Your task: Rewrite the data below, replacing every "keypoint" with "marker" and leaving everything else unchanged. Omit the pictures from your answer.

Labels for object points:

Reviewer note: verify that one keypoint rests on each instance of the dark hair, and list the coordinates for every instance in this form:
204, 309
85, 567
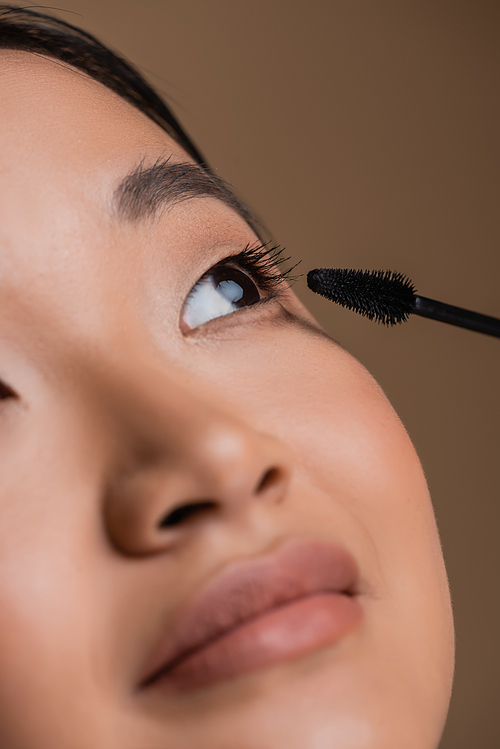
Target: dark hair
31, 31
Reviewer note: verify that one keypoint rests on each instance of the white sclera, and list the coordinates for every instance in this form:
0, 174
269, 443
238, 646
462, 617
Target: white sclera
209, 300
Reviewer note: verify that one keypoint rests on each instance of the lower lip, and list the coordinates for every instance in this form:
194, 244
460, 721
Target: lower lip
280, 635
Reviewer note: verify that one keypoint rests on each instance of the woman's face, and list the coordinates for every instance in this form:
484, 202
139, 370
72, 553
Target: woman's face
215, 533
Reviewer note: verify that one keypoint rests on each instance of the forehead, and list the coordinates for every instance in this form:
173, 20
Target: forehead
65, 139
67, 142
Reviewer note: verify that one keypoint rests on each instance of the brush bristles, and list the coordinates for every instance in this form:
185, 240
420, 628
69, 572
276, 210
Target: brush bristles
385, 296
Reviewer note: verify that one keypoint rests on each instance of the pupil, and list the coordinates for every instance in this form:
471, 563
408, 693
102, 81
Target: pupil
235, 286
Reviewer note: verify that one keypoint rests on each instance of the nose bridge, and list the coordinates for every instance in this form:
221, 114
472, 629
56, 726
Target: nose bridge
180, 420
185, 452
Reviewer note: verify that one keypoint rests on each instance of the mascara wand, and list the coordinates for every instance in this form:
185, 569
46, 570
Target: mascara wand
390, 298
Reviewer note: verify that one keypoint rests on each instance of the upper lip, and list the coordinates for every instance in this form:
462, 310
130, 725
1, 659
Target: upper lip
247, 589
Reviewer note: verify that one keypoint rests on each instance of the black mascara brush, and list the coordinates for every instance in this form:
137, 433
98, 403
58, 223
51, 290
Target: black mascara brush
390, 298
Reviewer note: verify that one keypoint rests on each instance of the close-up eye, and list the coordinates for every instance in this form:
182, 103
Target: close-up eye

Answer:
Reviewer note: verify that one marker rests on each instance of the dark hair, and list the coordinates for every instance in this form:
204, 309
85, 567
Target: dark hair
31, 31
Reviewer note: verify that one marker rests on each instance of the white sclera, and list the coordinates for every instance in this form:
0, 174
269, 443
238, 646
462, 617
Target: white sclera
209, 300
Reviewer note: verify that one marker rests on each instance of the lower lip, and list the coordinates for every instance in this form:
194, 244
460, 721
Target: lower lip
280, 635
Reviewer note: verify that one marker rests on each instance of the woman's face, and list the coordinates for every instance in this form:
484, 202
139, 370
72, 553
Target: woman's face
215, 533
Reviewer note: verify that one marker rests on each instance of the forehead, and list the coordinates for every instance in this form:
173, 20
Target: forehead
65, 139
67, 142
Reviewer note: verify that one marker rests on each instance of the brush bristles, and list the coordinates for every instance in this form:
185, 240
420, 628
69, 572
276, 210
Target: brush bristles
385, 296
Reviewer note: verify that one marker rests on each instance of the pupil, and list the coordinates for every instance in this form:
471, 563
408, 693
102, 81
Target: pupil
235, 286
Reviewer note: verify that one marker rests on each instance of the nose bridge, and list the coordinates for every instance in this form:
221, 114
472, 629
56, 726
Target: nose bridge
180, 420
185, 452
Reviewer note: verify that one marker rests on each instance of the mascara wand, and list the coordinates for every instance in this form:
185, 569
46, 570
Target: mascara wand
390, 298
Reviewer note: verify that one marker rests on each instance of the upper lip, and list the coordinates for every instance in this form:
462, 310
130, 725
1, 659
Target: upper lip
247, 589
Reviewer note: verify that one marker rests on each instance of the black mascara brush, and list the coordinates for every instance in this form:
137, 433
98, 403
58, 223
51, 290
Target: black mascara brush
390, 298
Reviewer note: verify that one marker rests on each instance of the close-up eye, and list the coordinates for every instance in this form:
182, 103
Target: close-up eye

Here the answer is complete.